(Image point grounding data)
* * *

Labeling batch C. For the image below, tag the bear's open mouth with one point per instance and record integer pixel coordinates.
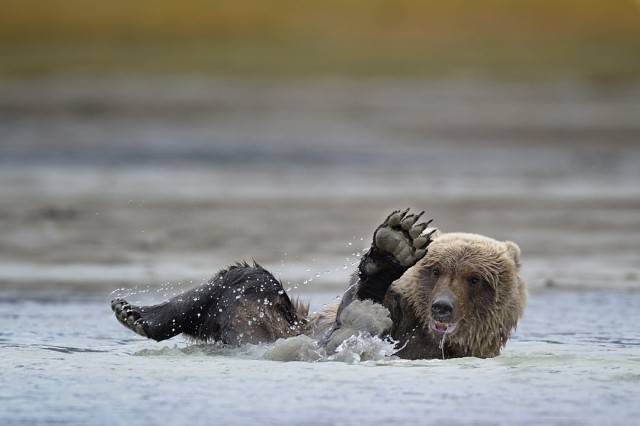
(442, 327)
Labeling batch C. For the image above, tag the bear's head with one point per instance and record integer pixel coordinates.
(467, 291)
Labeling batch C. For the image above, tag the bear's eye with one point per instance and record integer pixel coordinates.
(435, 272)
(474, 280)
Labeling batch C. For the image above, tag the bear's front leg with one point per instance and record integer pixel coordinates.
(398, 244)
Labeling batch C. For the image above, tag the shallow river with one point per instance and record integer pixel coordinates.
(575, 358)
(154, 185)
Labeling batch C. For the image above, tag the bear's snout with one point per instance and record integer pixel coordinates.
(442, 309)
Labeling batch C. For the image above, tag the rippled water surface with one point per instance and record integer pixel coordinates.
(152, 185)
(575, 357)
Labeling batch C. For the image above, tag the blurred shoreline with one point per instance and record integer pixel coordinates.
(109, 183)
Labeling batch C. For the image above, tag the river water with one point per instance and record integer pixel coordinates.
(148, 187)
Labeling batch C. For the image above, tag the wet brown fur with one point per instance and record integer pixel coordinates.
(486, 312)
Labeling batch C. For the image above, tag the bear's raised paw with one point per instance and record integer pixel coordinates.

* * *

_What you should do_
Using the entries above, restate word for word every line from the one that contains "Labeling batch C. For the image above, tag the shallow" through the last.

_Answer space_
Labeling batch C. For the image above, tag the shallow river with one point per instance and record integer pixel coordinates.
(575, 358)
(154, 185)
Labeling batch C. For the image above, tag the bear's snout with one point per instance and record integer pixel coordinates.
(442, 309)
Labeling batch C. For the image above, tag the rippled water surface with one point per instance and record integer pixel coordinates.
(152, 185)
(575, 357)
Labeling batch C. For the image above, tag the blurred shoreline with one point per instance and record integer pixel coordinates.
(109, 183)
Labeling batch C. For the image above, tag the river water with one point per instance and record integer pixel coordinates.
(148, 187)
Labeling batch C. For the image above, tag the wet brown fur with one point per instance and record integer pixel coordinates.
(486, 312)
Labeling batch C. For the image above, tag the bear's raised paw with one point per instance and record integer pixel coordinates.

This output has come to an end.